TASK INSTRUCTIONS: Rewrite all of the data below, changing every "innermost point" to "central point" and leaving everything else untouched.

EXERCISE MATERIALS:
** Begin **

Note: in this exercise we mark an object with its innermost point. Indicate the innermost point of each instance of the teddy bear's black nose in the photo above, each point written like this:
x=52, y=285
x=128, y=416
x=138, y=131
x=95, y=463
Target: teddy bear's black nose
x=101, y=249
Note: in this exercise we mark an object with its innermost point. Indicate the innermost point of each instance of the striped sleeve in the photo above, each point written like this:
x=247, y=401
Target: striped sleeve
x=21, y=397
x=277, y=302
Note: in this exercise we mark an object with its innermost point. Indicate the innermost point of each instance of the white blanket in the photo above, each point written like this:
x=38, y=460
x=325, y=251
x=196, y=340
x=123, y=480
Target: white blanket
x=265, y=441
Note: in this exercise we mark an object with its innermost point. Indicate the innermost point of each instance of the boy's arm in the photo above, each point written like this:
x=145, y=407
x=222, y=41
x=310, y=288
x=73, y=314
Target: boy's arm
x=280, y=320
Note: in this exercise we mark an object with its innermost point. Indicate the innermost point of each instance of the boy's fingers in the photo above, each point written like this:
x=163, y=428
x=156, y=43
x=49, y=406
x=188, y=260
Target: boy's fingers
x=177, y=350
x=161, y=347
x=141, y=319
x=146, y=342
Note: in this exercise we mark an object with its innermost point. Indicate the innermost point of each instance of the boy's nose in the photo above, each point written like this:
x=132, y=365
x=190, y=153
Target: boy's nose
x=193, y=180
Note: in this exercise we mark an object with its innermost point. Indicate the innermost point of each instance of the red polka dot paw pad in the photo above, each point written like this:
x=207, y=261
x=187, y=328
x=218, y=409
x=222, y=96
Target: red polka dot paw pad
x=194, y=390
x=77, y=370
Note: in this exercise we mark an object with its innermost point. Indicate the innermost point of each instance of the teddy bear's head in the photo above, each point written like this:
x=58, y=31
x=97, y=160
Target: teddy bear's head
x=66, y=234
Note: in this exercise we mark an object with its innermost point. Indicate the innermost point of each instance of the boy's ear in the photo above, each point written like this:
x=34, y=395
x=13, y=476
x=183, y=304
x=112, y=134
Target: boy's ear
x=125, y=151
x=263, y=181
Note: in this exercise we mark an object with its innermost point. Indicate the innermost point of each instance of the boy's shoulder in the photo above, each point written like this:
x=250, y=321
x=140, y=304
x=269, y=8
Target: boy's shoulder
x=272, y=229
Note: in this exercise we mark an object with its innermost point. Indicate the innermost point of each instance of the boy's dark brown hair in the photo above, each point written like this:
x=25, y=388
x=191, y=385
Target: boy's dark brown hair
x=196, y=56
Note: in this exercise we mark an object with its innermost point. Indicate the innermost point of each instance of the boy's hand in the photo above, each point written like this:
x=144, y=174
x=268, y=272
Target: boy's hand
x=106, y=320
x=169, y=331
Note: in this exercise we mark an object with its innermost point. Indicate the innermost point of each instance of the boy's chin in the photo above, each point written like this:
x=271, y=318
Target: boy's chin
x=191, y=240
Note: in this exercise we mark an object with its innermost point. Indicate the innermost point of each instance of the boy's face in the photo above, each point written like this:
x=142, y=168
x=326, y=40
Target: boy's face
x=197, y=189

** End **

SOLVED EXERCISE:
Note: in this exercise we mark an object with its central point. Indicate the central point of each instance of the teddy bear's black nose in the photo above, each point written like this:
x=52, y=285
x=128, y=416
x=138, y=131
x=95, y=463
Target: teddy bear's black nose
x=101, y=249
Note: in this exercise we mark an object with its central point. Indicate the central point of each instance of the striped sleeve in the photo above, each point written like this:
x=247, y=401
Target: striped sleeve
x=21, y=397
x=277, y=302
Note: in this exercise we mark an object with its central point. Indicate the central point of each instance of the white blanket in the photo above, each point written like this:
x=38, y=460
x=325, y=251
x=196, y=340
x=123, y=480
Target: white blanket
x=265, y=441
Note: in this exercise we mark an object with its central point. Indicate the central point of each instance of the boy's arm in the photo above, each point written like this:
x=145, y=407
x=222, y=41
x=310, y=288
x=73, y=314
Target: boy's arm
x=280, y=320
Note: in this exercise we mark an object with its central point. Indicate the central point of each instance of the boy's fingers in the photo above, each point written like this:
x=163, y=428
x=156, y=43
x=49, y=406
x=188, y=260
Target: boy's fingers
x=177, y=350
x=161, y=347
x=141, y=319
x=146, y=342
Note: in this exercise we mark an object with its central point. Indicate the central point of each instance of the boy's nose in the photo above, each point written like this:
x=132, y=365
x=190, y=153
Target: boy's nose
x=193, y=180
Note: in this exercise we mark an object with its central point. Indicate the central point of each instance of the red polka dot paw pad in the photo above, each point written like this:
x=207, y=261
x=187, y=328
x=218, y=409
x=222, y=96
Target: red polka dot paw pad
x=194, y=390
x=77, y=370
Note: in this exercise we mark an object with its central point. Indicate the central point of each instance of the teddy bear's head in the photo above, each point written like this:
x=58, y=31
x=97, y=160
Target: teddy bear's head
x=66, y=234
Note: in this exercise we mark an object with its central point. Indicate the central point of each instance of the boy's ear in the photo above, each point written like this:
x=34, y=395
x=13, y=476
x=183, y=304
x=112, y=134
Target: boy's ear
x=125, y=151
x=263, y=181
Note: in this exercise we mark an object with its central point. Indicate the central point of each instance of the boy's shoulder in the photo above, each point written like this:
x=250, y=321
x=140, y=304
x=269, y=8
Target: boy's shoulder
x=272, y=229
Note: in this exercise we mark an object with its central point. Indicate the central point of each instance of the boy's dark brown hair in the photo above, each point written like this:
x=25, y=388
x=191, y=385
Target: boy's dark brown hair
x=196, y=56
Note: in this exercise we mark an object with its central point. Indicate the central point of each instance of the boy's hand in the photo above, each point written like this:
x=144, y=174
x=268, y=272
Target: boy's hand
x=106, y=320
x=169, y=331
Note: in this exercise we mark an object with its central point. Indicate the central point of each instance of the boy's chin in the photo above, each point written like this:
x=271, y=318
Target: boy's chin
x=191, y=240
Note: in this exercise we mark an object with its central point. Indicate the central point of each instance of the boy's face in the photo above, each point written like this:
x=142, y=168
x=326, y=40
Target: boy's face
x=197, y=189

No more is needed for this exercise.